[Stored entries]

==============================

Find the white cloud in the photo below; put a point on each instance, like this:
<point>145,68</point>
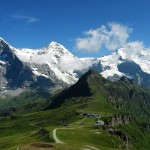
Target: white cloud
<point>28,19</point>
<point>112,37</point>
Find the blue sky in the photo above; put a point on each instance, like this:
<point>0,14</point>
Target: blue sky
<point>79,25</point>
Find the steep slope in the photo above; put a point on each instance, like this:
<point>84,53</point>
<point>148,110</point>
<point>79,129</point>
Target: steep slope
<point>124,106</point>
<point>130,61</point>
<point>124,94</point>
<point>54,67</point>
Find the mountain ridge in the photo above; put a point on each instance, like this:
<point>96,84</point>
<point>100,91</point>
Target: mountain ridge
<point>54,67</point>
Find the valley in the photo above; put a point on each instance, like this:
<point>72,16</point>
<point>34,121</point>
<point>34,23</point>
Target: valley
<point>71,123</point>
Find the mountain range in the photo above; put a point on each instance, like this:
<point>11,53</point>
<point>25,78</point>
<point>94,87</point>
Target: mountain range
<point>54,67</point>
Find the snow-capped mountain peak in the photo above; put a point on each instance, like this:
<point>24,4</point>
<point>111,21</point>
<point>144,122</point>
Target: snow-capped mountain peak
<point>54,66</point>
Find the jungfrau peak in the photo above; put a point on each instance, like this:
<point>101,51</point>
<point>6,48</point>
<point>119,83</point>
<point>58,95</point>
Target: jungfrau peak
<point>54,67</point>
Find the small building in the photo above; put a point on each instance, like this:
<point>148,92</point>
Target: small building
<point>99,123</point>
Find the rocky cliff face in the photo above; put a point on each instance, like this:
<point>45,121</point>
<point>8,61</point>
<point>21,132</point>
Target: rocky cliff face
<point>54,67</point>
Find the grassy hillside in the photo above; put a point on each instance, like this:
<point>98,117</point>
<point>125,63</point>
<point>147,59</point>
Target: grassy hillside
<point>123,106</point>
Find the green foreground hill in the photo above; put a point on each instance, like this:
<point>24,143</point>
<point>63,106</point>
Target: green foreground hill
<point>123,107</point>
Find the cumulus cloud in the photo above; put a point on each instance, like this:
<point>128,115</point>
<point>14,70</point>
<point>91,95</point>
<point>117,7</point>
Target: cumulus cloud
<point>27,19</point>
<point>112,36</point>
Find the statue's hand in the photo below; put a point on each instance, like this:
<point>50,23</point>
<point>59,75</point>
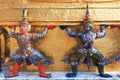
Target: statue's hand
<point>63,27</point>
<point>104,25</point>
<point>11,26</point>
<point>51,27</point>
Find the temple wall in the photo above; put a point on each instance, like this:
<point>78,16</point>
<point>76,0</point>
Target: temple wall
<point>64,12</point>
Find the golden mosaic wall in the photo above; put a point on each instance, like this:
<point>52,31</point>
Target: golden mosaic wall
<point>67,12</point>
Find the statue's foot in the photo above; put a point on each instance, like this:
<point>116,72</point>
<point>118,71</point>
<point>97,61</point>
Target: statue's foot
<point>12,74</point>
<point>105,75</point>
<point>45,75</point>
<point>71,74</point>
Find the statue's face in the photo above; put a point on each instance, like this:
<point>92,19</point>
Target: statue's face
<point>24,28</point>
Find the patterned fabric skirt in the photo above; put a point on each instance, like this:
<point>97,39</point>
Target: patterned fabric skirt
<point>82,55</point>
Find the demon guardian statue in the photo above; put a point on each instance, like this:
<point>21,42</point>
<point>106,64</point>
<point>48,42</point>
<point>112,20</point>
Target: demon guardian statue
<point>87,53</point>
<point>25,53</point>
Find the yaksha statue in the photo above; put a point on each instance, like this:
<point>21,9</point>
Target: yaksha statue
<point>87,53</point>
<point>25,53</point>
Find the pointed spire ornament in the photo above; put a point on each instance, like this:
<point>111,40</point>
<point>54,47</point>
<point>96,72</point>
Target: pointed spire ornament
<point>87,15</point>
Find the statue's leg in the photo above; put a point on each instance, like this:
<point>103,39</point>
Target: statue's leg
<point>75,59</point>
<point>14,69</point>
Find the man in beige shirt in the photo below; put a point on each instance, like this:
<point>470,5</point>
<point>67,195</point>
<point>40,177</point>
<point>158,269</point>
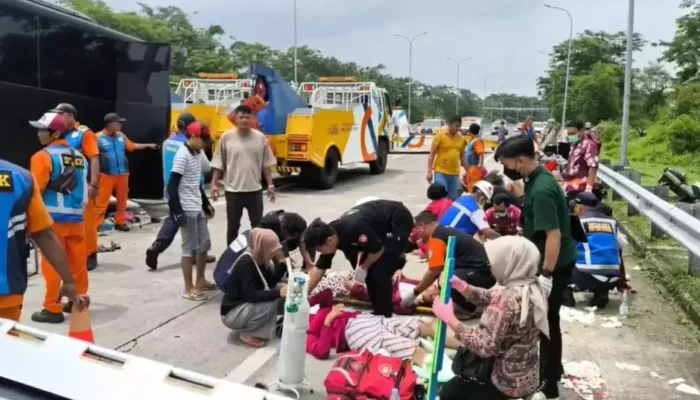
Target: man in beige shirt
<point>242,157</point>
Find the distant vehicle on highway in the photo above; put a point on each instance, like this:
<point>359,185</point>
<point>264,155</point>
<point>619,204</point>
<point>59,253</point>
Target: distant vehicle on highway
<point>496,124</point>
<point>431,126</point>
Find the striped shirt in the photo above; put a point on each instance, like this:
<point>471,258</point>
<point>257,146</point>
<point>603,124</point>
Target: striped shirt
<point>188,164</point>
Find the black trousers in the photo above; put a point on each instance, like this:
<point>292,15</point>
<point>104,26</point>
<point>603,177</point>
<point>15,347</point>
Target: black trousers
<point>551,367</point>
<point>235,203</point>
<point>459,388</point>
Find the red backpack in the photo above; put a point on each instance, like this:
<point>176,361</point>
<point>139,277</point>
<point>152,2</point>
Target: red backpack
<point>366,376</point>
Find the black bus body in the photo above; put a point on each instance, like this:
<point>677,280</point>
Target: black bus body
<point>49,55</point>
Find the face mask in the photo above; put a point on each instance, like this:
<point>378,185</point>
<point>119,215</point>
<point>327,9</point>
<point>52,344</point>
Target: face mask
<point>512,174</point>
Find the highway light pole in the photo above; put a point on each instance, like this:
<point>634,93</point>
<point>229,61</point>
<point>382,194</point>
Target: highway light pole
<point>296,82</point>
<point>457,93</point>
<point>568,60</point>
<point>410,66</point>
<point>628,86</point>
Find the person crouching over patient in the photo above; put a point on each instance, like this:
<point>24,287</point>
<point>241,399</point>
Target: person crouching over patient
<point>251,300</point>
<point>598,264</point>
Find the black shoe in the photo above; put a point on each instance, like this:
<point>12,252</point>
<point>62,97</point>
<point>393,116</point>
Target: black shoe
<point>600,300</point>
<point>152,259</point>
<point>46,317</point>
<point>568,299</point>
<point>122,227</point>
<point>92,261</point>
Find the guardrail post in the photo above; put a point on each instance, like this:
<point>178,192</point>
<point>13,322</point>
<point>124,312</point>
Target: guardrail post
<point>636,177</point>
<point>662,193</point>
<point>693,260</point>
<point>624,172</point>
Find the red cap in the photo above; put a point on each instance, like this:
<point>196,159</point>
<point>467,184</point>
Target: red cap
<point>50,121</point>
<point>197,129</point>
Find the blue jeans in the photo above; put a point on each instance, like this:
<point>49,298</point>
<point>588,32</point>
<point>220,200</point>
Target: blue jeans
<point>450,182</point>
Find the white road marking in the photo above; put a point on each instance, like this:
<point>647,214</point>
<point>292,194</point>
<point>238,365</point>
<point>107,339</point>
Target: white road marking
<point>251,365</point>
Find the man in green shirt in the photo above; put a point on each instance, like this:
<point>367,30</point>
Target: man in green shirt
<point>547,225</point>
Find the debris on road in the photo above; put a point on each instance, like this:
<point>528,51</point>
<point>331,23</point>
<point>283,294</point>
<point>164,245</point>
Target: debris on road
<point>584,379</point>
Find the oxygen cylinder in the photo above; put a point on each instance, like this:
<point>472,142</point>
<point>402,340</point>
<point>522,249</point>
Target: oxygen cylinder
<point>296,323</point>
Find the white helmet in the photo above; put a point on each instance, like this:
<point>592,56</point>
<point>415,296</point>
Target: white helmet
<point>366,199</point>
<point>486,188</point>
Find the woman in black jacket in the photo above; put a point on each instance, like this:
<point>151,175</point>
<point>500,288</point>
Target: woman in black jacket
<point>252,300</point>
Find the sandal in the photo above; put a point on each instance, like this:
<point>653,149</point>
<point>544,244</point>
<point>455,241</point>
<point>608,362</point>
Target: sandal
<point>195,296</point>
<point>206,287</point>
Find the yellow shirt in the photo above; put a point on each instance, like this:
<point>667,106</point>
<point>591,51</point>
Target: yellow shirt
<point>449,151</point>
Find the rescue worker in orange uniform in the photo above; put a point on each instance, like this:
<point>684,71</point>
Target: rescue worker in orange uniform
<point>80,137</point>
<point>22,213</point>
<point>114,169</point>
<point>61,175</point>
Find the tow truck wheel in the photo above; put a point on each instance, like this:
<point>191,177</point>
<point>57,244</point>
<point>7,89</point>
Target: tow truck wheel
<point>378,166</point>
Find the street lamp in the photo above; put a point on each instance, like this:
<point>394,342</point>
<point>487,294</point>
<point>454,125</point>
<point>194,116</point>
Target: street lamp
<point>296,82</point>
<point>410,66</point>
<point>568,60</point>
<point>628,86</point>
<point>459,63</point>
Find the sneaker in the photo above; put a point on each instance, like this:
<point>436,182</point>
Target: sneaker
<point>568,299</point>
<point>92,261</point>
<point>152,259</point>
<point>122,227</point>
<point>46,317</point>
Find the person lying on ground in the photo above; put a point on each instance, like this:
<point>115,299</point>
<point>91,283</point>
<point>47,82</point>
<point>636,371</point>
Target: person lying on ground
<point>504,217</point>
<point>598,264</point>
<point>334,328</point>
<point>439,204</point>
<point>252,300</point>
<point>466,214</point>
<point>508,333</point>
<point>471,262</point>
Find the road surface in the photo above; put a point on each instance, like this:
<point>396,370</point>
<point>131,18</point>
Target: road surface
<point>141,312</point>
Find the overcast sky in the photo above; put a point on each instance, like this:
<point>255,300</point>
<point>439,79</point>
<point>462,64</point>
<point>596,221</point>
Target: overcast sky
<point>504,37</point>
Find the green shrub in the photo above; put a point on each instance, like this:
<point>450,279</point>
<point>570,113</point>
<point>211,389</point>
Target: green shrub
<point>684,135</point>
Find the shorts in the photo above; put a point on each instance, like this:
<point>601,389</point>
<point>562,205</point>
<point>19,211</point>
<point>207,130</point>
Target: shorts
<point>195,234</point>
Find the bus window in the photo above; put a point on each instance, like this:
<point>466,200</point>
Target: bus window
<point>18,31</point>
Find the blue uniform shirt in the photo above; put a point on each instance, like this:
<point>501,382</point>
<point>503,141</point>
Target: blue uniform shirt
<point>16,189</point>
<point>465,215</point>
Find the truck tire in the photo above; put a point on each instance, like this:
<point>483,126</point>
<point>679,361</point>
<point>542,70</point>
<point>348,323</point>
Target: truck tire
<point>322,178</point>
<point>378,166</point>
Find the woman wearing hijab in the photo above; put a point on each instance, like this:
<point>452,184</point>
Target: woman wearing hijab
<point>507,336</point>
<point>251,300</point>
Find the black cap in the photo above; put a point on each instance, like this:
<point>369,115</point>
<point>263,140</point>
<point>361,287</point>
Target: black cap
<point>113,117</point>
<point>184,120</point>
<point>587,199</point>
<point>65,107</point>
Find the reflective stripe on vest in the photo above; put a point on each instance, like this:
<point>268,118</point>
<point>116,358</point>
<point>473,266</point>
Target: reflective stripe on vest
<point>601,255</point>
<point>66,208</point>
<point>113,159</point>
<point>16,188</point>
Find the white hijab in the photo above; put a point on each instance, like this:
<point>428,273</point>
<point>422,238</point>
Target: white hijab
<point>514,261</point>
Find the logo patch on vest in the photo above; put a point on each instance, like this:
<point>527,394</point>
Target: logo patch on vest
<point>72,161</point>
<point>6,181</point>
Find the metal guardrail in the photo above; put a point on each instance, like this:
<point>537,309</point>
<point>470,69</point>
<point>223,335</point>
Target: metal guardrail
<point>675,222</point>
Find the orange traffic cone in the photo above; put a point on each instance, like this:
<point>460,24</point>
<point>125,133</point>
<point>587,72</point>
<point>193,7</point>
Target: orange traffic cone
<point>80,327</point>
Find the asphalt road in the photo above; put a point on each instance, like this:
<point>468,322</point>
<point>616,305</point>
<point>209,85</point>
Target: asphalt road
<point>141,312</point>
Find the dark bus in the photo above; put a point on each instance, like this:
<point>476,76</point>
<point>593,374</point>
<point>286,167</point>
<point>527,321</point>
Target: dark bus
<point>51,55</point>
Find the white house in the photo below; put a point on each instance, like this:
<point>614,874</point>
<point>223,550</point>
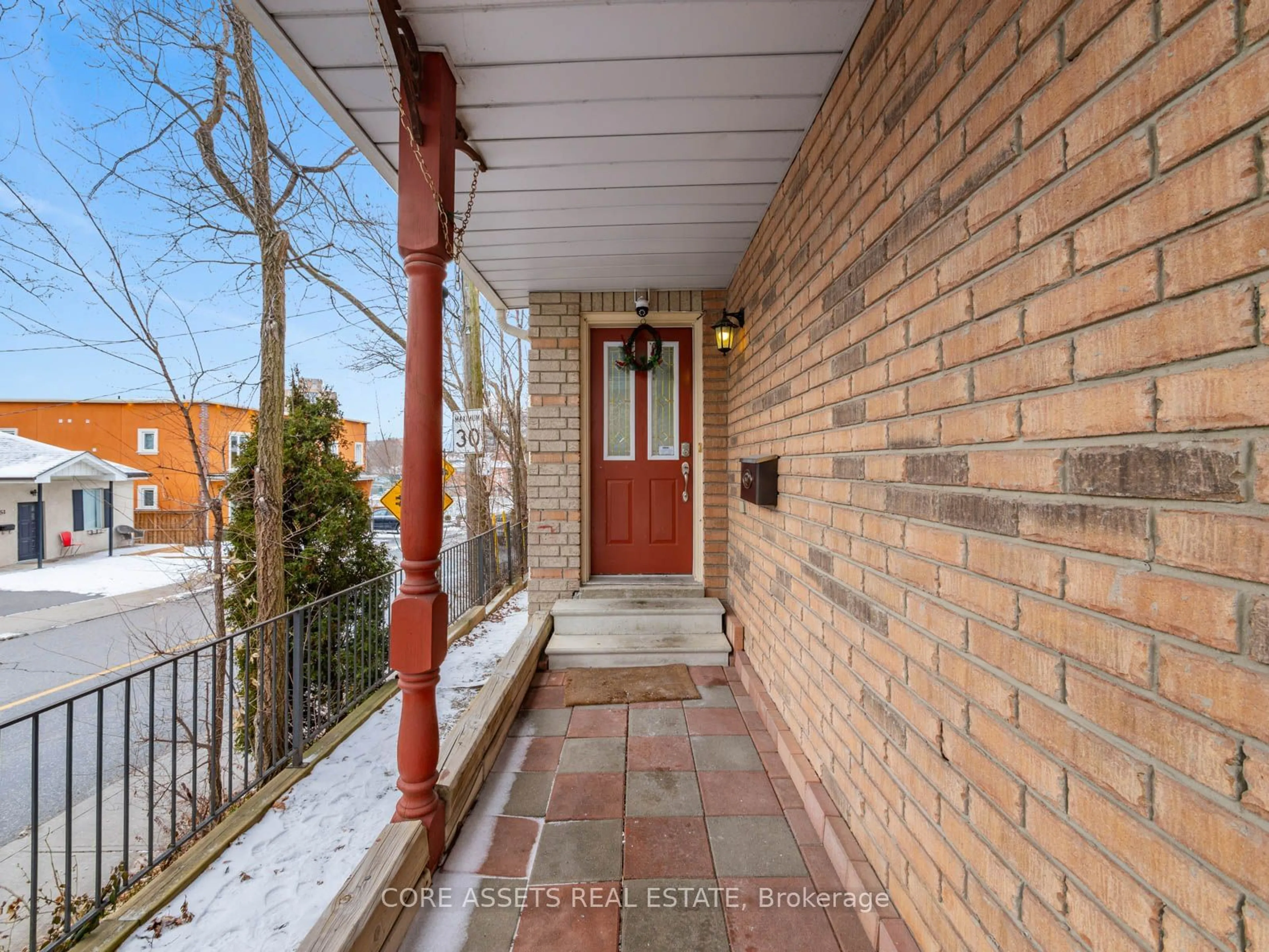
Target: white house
<point>56,502</point>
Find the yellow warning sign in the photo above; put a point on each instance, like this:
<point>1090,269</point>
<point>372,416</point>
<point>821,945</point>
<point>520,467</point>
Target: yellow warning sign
<point>391,500</point>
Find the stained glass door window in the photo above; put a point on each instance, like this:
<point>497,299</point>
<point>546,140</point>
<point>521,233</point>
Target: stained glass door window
<point>663,405</point>
<point>619,406</point>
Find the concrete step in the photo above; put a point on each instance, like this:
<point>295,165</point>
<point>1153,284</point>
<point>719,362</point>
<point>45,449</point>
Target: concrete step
<point>636,651</point>
<point>642,587</point>
<point>637,616</point>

==============================

Instructions to follow:
Render the lines of the records above, from the line with "Find the red cap" to the line with "<point>206,287</point>", as a Markdown table with the columns Row and Line. Give each line a row number and leave out any blank lines.

Exercise answer:
| Row | Line |
|---|---|
| 1 | Find the red cap in the photo above; put a point on each instance, like this: |
| 2 | <point>196,159</point> |
| 3 | <point>467,184</point> |
| 4 | Target: red cap |
| 5 | <point>50,121</point> |
| 6 | <point>197,129</point> |
| 7 | Find the blue jeans in the photo above; put a point on each instance, like this: |
| 8 | <point>49,298</point> |
| 9 | <point>588,32</point> |
| 10 | <point>220,200</point> |
| 11 | Target: blue jeans |
| 12 | <point>450,182</point> |
| 13 | Find the white road marking in the photo above; put a point on each instance, like this: |
| 14 | <point>647,214</point> |
| 15 | <point>292,194</point> |
| 16 | <point>238,365</point> |
| 17 | <point>107,339</point> |
| 18 | Target: white road marking |
| 19 | <point>251,365</point> |
| 20 | Find the man in green shirt in the photo above; put a point on each instance, like this: |
| 21 | <point>367,30</point> |
| 22 | Target: man in green shirt |
| 23 | <point>547,225</point> |
| 24 | Find the debris on road in the photo above; put a point on each instance, like this: |
| 25 | <point>528,51</point> |
| 26 | <point>331,23</point> |
| 27 | <point>283,294</point> |
| 28 | <point>164,245</point> |
| 29 | Target: debris on road |
| 30 | <point>584,379</point> |
| 31 | Find the oxygen cylinder in the photo above; put a point on each instance, like this: |
| 32 | <point>472,142</point> |
| 33 | <point>402,340</point> |
| 34 | <point>522,249</point> |
| 35 | Target: oxygen cylinder |
| 36 | <point>296,323</point> |
| 37 | Find the white helmet in the photo above; put a point on each instance, like this: |
| 38 | <point>592,56</point> |
| 39 | <point>415,296</point> |
| 40 | Target: white helmet |
| 41 | <point>366,199</point> |
| 42 | <point>486,188</point> |
| 43 | Find the woman in black jacket in the photo above; put a point on each instance, like this: |
| 44 | <point>151,175</point> |
| 45 | <point>500,288</point> |
| 46 | Target: woman in black jacket |
| 47 | <point>252,300</point> |
| 48 | Find the sandal in the photo above; put a point on each instance, like this: |
| 49 | <point>653,149</point> |
| 50 | <point>544,244</point> |
| 51 | <point>455,241</point> |
| 52 | <point>608,362</point> |
| 53 | Target: sandal |
| 54 | <point>195,296</point> |
| 55 | <point>206,287</point> |